• **The task**
Reproduce every one of the records below word for word.

• **Source records**
::::

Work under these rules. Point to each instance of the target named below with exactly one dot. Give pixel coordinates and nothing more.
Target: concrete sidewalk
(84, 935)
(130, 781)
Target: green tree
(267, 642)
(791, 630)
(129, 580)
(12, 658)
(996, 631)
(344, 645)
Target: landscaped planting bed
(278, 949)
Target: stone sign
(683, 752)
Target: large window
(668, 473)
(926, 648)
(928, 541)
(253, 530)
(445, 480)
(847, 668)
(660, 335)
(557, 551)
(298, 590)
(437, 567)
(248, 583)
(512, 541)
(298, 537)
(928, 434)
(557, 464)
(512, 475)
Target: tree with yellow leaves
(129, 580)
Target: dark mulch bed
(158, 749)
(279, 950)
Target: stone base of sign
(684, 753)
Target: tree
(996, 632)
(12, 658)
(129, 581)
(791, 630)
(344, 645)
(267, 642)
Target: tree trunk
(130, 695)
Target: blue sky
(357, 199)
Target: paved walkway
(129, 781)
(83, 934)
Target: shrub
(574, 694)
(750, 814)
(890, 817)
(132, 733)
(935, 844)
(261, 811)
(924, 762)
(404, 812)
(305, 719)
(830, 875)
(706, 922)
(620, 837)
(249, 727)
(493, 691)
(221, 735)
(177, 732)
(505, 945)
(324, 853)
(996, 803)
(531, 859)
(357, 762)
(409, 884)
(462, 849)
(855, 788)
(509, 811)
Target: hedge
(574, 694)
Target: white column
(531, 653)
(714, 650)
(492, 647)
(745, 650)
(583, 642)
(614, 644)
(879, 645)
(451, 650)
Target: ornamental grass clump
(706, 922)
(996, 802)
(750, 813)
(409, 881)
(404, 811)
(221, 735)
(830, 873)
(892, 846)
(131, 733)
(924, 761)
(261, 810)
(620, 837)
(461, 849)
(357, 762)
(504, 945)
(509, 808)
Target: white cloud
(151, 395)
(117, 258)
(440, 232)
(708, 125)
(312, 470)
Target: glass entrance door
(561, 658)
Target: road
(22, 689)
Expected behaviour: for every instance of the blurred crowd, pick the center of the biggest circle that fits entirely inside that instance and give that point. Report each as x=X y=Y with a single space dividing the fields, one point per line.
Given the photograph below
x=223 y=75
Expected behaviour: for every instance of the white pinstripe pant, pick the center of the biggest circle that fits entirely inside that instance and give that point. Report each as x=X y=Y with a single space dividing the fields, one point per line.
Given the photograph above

::::

• **Result of this exercise**
Work under these rules. Point to each instance of the target named below with exactly one dot. Give pixel coordinates and nothing more.
Target: concrete sidewalk
(84, 935)
(130, 781)
Target: green tree
(267, 642)
(791, 630)
(129, 580)
(12, 658)
(996, 631)
(344, 645)
Target: landscaped planting bed
(278, 949)
Target: stone sign
(683, 752)
Target: large window
(668, 473)
(926, 648)
(928, 541)
(253, 530)
(445, 480)
(847, 668)
(660, 335)
(557, 551)
(298, 590)
(437, 567)
(248, 583)
(512, 541)
(298, 537)
(928, 434)
(557, 464)
(512, 475)
Target: tree with yellow leaves
(129, 580)
Target: dark mulch bed
(158, 749)
(279, 950)
Target: stone base of sign
(684, 753)
Target: tree
(996, 632)
(12, 658)
(129, 581)
(791, 630)
(344, 645)
(267, 642)
Target: tree trunk
(130, 695)
Target: blue sky
(357, 199)
Target: paved walkway
(129, 781)
(83, 934)
Target: shrub
(574, 694)
(750, 814)
(890, 817)
(132, 733)
(935, 844)
(261, 811)
(924, 762)
(404, 812)
(305, 719)
(830, 875)
(706, 922)
(620, 837)
(249, 727)
(493, 691)
(221, 735)
(177, 732)
(505, 945)
(324, 853)
(996, 803)
(531, 859)
(357, 762)
(409, 884)
(462, 849)
(855, 788)
(509, 811)
Target: hedge
(574, 694)
Target: white column
(531, 653)
(714, 650)
(492, 647)
(745, 650)
(583, 642)
(614, 644)
(879, 645)
(451, 650)
Target: ornamental grass clump
(706, 922)
(996, 802)
(750, 813)
(409, 881)
(404, 811)
(221, 735)
(830, 873)
(892, 846)
(131, 733)
(924, 761)
(261, 810)
(620, 837)
(461, 849)
(357, 762)
(504, 945)
(509, 808)
Target: white cloud
(151, 395)
(117, 258)
(440, 232)
(708, 125)
(312, 470)
Target: glass entrance door
(561, 658)
Target: road
(22, 689)
Expected behaviour: for every instance of the blurred crowd, pick the center of the biggest circle that fits entirely inside that instance and give that point. Report each as x=X y=Y with a single space dividing the fields, one point per line.
Given the photograph below
x=223 y=75
Expected behaviour: for every instance of the white pinstripe pant, pick the center of the biggest circle that fits entirely inside that instance and give that point. Report each as x=X y=Y with a single space dividing the fields, one point per line.
Given the photograph above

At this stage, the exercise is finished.